--- START OF SOURCE EXCERPT ---

The conflict involving Armenia and Azerbaijan is another such reality. The Armenians unjustly suffered in the past – something that modern day Turkey and Azerbaijan (as well as some others) downplay. As the Soviet Union was breaking up, the Armenian majority in Nagorno-Karabakh sought to be separate from an independent Azerbaijan. Shortly thereafter, numerous Armenians experienced violence in the Azeri capital Baku.  

After the Soviet breakup, Azerbaijan was headed by a pro-Turkish/anti-Russian tilted government, when the Armenians were militarily more adept than the Azeris. During this period, the Armenians established a clear dominance in the areas of the former Azerbaijan SSR (Soviet Socialist Republic) which they controlled. Many Azeris fled these areas with harsh stories.  

As the years passed, the Aliyev family (father then son), have governed Azerbaijan, with improved Russian-Azeri relations, as Russia sought to maintain good ties with Armenia. Azerbaijan’s fossil fuel wealth and larger (compared to Armenia) population didn’t bode well for the future of Armenian dominance on some former Azerbaijan SSR land.   

The Azeris have never gone against the position that the boundaries of the former Azerbaijan SSR remain in place as an independent state. This posture has solid international backing. In a certain sense, Armenia has diplomatically contradicted itself by not formally recognizing Nagorno-Karabakh’s independence (unlike some individual states and towns within several countries and a few disputed former Soviet territories which do), or formally recognizing Nagorno-Karabakh as a part of Armenia. 

With considerable Turkish support, the successfully recent Azeri military advance took many by surprise. It’s first and foremost the responsibility of Armenia to be best informed of any potential armed action against it. In a world where might often still makes right (whether one likes it or not), Armenia isn’t a major power. 

Armenian Prime Minister Nikol Pashinyan, didn’t help Armenia’s standing with Russia, by saying and implementing some Russia unfriendly stances. The recently signed peace agreement involving Russian peacekeepers saved Armenia from a greater loss. A BBC segment included a withdrawing Armenian soldier, approving of the war’s cessation, saying that he and his comrades would’ve been annihilated. For the immediate future, the Russian peacekeeping role and increased global attention, serves to diminish the likelihood of further violence in the former Azerbaijan SSR. 

Russia has good reasoning to seek positive relations with Armenia and Azerbaijan. Over the decades, the US has jostled over Greek-Turkish differences, including the matter of northern Cyprus. 

Pashinyan comes from a media background. Another BBC segment said that the Armenian public’s outrage over the deal stemmed from the Armenian government not initially giving an accurate portrayal of how the recent fighting was actually going.  Like the former Georgian President Mikheil Saakashvili (now criminally wanted in Georgia) and some other Soros preferred neolib slanted individuals from the former Communist bloc, Pashinyan’s image as a democratic reformer has been challenged.

--- END OF SOURCE EXCERPT ---
--- START OF DATASET RECORDS ---

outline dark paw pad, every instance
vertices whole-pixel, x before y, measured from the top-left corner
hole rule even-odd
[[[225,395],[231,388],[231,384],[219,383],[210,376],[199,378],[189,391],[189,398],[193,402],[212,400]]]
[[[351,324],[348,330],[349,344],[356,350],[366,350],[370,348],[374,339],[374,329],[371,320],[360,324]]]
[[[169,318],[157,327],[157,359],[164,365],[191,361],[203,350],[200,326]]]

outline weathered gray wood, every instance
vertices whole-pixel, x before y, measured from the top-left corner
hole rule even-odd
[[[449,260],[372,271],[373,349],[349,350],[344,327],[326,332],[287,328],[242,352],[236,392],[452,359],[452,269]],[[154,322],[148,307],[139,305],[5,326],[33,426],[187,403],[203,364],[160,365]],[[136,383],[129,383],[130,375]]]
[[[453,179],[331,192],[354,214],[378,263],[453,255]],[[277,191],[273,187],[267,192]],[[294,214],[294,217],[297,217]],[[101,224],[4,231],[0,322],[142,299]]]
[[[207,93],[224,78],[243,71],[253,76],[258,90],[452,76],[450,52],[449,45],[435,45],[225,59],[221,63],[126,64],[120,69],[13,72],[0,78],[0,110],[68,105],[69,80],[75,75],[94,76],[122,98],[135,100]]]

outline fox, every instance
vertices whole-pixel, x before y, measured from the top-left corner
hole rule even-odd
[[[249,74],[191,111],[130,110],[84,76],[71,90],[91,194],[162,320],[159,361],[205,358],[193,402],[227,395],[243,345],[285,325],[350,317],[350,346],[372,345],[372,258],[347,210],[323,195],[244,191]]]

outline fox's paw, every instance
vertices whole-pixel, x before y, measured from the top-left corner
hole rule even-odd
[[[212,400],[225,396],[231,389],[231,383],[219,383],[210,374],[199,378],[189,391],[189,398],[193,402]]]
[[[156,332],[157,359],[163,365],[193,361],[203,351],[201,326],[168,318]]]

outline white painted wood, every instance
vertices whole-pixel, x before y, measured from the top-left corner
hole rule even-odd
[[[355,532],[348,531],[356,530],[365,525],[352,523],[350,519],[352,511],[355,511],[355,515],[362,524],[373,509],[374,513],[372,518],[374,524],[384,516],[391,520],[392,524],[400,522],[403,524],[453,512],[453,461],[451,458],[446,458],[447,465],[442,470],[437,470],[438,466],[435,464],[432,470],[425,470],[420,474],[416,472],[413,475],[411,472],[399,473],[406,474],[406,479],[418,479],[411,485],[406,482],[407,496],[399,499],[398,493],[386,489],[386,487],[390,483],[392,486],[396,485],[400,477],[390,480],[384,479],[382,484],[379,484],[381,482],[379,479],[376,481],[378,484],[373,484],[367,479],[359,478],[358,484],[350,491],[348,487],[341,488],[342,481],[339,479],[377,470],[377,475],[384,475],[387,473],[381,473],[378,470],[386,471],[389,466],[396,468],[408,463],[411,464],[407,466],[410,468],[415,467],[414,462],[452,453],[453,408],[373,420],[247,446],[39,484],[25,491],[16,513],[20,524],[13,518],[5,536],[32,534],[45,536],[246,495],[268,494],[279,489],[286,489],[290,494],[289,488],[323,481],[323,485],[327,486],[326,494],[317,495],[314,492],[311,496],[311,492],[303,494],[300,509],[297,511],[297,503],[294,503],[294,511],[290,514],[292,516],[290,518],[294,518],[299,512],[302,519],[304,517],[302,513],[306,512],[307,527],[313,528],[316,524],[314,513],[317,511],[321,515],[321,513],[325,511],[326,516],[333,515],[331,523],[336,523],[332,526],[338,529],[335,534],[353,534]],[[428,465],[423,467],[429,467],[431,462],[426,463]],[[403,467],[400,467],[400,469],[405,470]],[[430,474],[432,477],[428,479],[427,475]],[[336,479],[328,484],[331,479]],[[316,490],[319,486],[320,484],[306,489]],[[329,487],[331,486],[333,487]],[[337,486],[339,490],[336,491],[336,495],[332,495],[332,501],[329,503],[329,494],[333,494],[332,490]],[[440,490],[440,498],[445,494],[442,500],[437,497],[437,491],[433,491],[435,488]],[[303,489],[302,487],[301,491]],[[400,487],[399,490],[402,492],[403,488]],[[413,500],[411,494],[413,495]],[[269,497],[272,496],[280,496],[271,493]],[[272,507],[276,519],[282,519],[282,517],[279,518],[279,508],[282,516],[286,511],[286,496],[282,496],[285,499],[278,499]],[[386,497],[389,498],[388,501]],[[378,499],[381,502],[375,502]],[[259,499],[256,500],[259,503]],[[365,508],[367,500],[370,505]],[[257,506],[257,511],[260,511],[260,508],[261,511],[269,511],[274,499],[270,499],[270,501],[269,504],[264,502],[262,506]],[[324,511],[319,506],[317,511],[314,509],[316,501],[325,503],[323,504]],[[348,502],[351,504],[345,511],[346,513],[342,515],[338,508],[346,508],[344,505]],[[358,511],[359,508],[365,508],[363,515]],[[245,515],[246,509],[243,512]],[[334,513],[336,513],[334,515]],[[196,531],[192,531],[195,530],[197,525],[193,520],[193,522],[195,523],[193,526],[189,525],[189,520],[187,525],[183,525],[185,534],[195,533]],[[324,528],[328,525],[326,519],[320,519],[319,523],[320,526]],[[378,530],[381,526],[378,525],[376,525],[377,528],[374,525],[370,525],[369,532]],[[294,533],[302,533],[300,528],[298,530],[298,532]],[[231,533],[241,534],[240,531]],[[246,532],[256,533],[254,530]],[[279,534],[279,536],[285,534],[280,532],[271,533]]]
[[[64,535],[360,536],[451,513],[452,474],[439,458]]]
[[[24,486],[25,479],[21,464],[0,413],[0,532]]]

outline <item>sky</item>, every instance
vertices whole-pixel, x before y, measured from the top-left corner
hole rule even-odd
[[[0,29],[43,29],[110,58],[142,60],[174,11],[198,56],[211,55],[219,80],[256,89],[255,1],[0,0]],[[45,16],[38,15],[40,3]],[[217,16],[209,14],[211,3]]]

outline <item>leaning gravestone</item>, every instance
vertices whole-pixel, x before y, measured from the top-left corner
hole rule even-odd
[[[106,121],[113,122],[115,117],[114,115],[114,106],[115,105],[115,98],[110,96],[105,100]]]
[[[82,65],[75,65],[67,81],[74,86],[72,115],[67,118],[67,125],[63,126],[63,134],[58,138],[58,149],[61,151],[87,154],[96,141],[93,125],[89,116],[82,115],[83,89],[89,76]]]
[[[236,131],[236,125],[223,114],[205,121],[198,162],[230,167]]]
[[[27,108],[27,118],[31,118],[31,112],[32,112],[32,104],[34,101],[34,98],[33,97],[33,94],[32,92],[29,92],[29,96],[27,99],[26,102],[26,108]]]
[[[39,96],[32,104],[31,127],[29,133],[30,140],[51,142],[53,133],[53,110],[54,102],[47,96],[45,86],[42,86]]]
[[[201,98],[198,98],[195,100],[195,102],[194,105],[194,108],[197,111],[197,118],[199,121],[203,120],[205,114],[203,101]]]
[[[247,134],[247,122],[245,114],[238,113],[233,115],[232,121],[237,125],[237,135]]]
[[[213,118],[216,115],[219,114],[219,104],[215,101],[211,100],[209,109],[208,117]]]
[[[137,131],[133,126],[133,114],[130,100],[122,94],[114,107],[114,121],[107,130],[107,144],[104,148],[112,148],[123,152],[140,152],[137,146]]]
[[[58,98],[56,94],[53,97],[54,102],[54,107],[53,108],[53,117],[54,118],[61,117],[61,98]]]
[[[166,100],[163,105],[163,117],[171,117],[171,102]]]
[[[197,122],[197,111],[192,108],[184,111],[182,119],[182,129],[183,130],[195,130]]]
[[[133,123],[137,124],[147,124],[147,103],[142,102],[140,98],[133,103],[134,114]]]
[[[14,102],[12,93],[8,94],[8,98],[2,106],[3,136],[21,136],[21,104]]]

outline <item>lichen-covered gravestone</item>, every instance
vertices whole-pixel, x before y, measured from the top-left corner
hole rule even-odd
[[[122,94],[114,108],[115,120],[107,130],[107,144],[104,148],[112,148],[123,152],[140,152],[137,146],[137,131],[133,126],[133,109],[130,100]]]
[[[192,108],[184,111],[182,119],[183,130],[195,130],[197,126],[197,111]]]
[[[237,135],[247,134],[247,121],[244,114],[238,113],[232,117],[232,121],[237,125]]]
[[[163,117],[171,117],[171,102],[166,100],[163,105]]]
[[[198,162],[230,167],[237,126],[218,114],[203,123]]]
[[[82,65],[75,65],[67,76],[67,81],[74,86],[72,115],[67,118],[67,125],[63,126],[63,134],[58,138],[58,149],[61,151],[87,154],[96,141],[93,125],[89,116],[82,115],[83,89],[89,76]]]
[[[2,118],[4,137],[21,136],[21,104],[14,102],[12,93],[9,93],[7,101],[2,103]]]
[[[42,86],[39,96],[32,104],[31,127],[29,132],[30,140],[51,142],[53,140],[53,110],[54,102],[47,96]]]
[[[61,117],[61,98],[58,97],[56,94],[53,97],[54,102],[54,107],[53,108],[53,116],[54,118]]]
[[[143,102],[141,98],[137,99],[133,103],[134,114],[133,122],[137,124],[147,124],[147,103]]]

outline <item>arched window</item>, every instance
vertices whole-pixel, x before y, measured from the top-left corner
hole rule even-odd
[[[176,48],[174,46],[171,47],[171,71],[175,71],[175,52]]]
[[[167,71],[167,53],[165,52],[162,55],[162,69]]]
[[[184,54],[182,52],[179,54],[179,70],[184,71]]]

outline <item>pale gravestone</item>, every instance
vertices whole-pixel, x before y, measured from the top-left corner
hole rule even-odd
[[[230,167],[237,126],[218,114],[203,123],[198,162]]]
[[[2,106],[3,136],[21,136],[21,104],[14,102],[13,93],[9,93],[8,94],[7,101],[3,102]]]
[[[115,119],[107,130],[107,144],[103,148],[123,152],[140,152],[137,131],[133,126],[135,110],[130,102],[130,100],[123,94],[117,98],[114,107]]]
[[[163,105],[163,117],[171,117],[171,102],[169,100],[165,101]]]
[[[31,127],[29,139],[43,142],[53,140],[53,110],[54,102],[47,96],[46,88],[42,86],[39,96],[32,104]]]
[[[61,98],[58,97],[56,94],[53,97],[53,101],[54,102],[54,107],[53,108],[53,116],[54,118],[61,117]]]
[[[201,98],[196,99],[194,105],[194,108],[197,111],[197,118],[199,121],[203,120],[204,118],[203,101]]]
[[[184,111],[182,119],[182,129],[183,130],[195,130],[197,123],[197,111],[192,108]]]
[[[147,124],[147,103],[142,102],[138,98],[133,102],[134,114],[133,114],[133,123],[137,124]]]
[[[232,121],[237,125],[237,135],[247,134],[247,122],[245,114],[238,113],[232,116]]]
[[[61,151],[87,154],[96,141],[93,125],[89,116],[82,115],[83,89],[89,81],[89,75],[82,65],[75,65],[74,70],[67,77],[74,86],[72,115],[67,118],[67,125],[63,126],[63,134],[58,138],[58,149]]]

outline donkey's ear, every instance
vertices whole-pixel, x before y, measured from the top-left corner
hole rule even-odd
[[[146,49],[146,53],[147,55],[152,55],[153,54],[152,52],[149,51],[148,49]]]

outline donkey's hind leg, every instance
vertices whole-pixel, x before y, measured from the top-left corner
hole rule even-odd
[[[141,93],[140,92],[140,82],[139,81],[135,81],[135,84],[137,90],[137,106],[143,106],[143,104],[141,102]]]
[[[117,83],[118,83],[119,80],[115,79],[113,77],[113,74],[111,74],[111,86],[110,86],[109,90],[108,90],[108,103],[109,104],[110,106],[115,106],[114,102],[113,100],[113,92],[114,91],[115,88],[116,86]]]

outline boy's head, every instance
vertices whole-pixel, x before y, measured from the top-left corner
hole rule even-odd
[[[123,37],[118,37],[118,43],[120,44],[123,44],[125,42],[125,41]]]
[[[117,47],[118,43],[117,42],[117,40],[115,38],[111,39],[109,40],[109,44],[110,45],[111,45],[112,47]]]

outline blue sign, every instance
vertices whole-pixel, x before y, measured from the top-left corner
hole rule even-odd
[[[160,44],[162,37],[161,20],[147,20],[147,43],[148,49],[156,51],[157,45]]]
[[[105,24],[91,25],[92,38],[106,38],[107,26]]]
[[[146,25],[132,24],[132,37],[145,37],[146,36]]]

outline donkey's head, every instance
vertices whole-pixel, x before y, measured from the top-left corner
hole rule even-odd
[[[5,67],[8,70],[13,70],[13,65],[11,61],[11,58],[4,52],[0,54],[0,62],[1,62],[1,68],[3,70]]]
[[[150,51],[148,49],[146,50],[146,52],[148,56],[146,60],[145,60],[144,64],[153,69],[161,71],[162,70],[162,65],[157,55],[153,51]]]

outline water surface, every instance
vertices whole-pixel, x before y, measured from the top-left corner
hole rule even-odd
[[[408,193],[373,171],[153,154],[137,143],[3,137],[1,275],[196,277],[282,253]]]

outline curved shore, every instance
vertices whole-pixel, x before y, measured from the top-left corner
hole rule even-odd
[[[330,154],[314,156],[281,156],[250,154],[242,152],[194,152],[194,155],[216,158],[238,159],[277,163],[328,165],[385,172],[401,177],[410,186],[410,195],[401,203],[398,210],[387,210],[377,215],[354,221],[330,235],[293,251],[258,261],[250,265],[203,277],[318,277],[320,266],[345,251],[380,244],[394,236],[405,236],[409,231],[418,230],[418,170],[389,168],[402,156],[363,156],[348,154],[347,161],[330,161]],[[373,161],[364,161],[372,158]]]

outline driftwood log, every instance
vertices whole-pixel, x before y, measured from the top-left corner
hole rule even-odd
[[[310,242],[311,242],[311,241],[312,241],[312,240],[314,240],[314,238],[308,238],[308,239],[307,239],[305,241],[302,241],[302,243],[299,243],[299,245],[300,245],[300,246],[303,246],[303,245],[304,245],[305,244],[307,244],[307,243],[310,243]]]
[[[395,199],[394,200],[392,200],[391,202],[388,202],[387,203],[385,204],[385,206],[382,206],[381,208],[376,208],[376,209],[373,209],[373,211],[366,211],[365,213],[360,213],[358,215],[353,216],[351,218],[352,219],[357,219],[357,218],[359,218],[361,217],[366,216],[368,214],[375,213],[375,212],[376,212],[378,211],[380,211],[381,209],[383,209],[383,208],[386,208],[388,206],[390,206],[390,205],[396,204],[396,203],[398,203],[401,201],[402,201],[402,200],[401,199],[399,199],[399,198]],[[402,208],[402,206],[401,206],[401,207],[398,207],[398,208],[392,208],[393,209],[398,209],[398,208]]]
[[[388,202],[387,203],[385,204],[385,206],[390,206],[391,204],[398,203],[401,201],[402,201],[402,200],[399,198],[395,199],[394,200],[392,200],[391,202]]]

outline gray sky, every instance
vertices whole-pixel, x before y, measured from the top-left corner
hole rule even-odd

--- END OF DATASET RECORDS ---

WHAT YOU WILL DO:
a: What professional background does Pashinyan come from, according to the excerpt on Armenia and Azerbaijan?
b: In the records, substitute "upper-left" for "top-left" in the lines that begin at the one containing "outline <item>pale gravestone</item>, every" and stop after the one containing "[[[230,167],[237,126],[218,114],[203,123],[198,162]]]". Keep everything else the same, and give only those lines.
The excerpt on Armenia and Azerbaijan and the records are unrelated material.

RESPONSES BY TASK:
a: A media background.

b:
outline <item>pale gravestone</item>, every instance
vertices whole-pixel, x before y, measured from the upper-left corner
hole rule even-odd
[[[230,167],[237,126],[218,114],[203,123],[198,162]]]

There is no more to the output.